(Excerpts of location-labeling data)
-- START --
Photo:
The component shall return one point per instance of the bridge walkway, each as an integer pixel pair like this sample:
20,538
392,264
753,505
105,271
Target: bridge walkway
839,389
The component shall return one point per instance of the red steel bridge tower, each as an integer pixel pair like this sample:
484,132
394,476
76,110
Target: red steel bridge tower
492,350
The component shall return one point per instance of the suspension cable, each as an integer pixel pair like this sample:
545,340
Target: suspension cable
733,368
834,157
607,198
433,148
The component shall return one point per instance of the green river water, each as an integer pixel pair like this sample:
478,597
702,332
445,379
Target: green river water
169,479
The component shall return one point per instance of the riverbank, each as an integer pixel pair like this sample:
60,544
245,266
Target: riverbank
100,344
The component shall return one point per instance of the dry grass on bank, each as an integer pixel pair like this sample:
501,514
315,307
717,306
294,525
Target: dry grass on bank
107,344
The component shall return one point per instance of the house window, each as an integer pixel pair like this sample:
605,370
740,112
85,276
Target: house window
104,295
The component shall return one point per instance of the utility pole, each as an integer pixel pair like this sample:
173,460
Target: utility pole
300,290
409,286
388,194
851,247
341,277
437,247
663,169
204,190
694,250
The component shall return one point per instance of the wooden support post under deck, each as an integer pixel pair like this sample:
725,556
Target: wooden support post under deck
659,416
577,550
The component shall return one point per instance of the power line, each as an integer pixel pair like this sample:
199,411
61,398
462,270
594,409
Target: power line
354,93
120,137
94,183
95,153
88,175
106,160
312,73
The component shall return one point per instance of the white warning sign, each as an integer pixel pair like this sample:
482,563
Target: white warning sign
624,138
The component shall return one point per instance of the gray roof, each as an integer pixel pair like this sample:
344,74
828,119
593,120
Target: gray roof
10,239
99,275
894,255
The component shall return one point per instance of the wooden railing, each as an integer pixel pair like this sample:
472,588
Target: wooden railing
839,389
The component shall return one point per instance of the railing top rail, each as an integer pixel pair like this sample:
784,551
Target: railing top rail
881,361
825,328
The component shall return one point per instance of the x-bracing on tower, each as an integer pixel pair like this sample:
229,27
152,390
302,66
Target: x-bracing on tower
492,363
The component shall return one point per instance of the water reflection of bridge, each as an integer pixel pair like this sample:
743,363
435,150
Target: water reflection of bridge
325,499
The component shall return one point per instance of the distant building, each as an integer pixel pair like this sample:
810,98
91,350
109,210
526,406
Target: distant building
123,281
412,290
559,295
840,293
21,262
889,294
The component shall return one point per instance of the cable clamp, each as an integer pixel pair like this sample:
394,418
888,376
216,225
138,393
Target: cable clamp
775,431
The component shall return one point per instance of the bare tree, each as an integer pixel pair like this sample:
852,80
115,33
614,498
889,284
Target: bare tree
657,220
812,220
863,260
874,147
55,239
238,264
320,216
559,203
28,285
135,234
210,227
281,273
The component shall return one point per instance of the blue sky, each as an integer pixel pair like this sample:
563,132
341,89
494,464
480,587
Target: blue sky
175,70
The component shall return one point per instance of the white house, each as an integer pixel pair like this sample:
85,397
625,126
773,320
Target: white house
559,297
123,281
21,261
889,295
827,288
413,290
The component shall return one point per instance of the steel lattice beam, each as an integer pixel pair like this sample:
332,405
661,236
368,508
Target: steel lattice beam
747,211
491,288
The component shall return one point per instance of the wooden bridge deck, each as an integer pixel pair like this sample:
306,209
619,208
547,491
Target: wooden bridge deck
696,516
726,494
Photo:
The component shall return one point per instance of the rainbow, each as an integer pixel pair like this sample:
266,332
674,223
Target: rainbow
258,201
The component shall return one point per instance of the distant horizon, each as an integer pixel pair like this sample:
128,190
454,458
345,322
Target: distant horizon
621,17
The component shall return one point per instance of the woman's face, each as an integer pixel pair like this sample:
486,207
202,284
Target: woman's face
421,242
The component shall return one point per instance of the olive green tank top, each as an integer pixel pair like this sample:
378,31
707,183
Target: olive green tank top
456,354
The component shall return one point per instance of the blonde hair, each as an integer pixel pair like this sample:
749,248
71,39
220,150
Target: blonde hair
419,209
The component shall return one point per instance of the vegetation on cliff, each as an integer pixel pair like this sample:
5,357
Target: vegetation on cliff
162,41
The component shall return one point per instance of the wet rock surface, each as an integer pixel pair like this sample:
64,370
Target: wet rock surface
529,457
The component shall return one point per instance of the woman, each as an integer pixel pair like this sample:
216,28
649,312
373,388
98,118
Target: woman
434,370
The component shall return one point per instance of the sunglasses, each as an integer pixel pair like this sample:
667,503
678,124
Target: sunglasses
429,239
-- END --
▶ **WHAT IS EXPECTED**:
Return verbatim the lines of the material starting at the line that contains "The component shall return one point per instance of the woman's" and ending with the final line of the material, both included.

▶ **THE REPLY**:
The component shall return one point per instance of the woman's face, each as an integer pixel pair like this sample:
486,207
202,284
Target: woman's face
421,242
The component shall return one point per instance of the olive green tank top, each as an integer pixel pair like this sample:
378,31
707,183
Target: olive green tank top
456,354
The component shall return one point per instance of the blonde hair, each as an integer pixel pair like this sample:
749,248
71,39
220,150
Target: blonde hair
419,209
The component shall return one point per instance of the vegetation on cliff, each as an integer pixel pair like this sample:
5,357
Target: vegetation on cliff
162,41
The component shall return one point per instance of the wet rock surface, each as an integer pixel pair like this sample:
64,370
Target: wet rock surface
529,457
The component shall return one point per instance of the woman, each as an integer pixel pair like this sample:
216,28
649,312
373,388
98,118
Target: woman
434,370
The component shall return one point per instance of the sunglasses, each as an integer pixel pair like this sample:
667,503
678,124
Target: sunglasses
429,239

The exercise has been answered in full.